* _The exercise_
Copy the rows from the line containing "Where can you find the green" through the line containing "pixel 95 19", keeping every character unchanged.

— begin —

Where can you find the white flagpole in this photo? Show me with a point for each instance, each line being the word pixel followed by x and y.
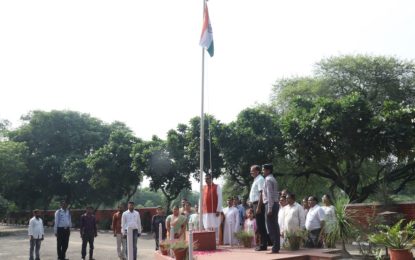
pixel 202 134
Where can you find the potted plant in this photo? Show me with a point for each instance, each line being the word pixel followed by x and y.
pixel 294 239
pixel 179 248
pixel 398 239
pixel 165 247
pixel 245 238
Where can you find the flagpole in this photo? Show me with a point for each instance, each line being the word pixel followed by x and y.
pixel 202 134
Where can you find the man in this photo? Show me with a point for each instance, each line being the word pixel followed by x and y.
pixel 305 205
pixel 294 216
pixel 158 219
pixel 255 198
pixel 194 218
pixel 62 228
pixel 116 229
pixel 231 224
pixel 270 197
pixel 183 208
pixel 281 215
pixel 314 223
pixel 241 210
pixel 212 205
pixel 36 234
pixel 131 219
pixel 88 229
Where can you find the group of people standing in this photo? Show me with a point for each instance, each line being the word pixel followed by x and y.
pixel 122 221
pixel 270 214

— end —
— begin —

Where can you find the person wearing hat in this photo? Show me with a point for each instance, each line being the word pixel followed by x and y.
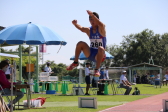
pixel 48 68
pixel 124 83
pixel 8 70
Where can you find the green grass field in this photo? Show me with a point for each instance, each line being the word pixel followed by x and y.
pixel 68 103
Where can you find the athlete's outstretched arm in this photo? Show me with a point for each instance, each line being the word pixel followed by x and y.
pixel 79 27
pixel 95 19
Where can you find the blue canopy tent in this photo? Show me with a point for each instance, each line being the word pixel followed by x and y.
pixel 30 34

— end —

* _Solution to this task_
Where can you find the green grass field in this photo? Show me with a point for each instance, each line being the word pixel followed by x and y.
pixel 68 103
Where can you find the athlete's outstretched arm in this photo? Show me with a point for each instance, each line being the word pixel followed by x and y.
pixel 79 27
pixel 95 19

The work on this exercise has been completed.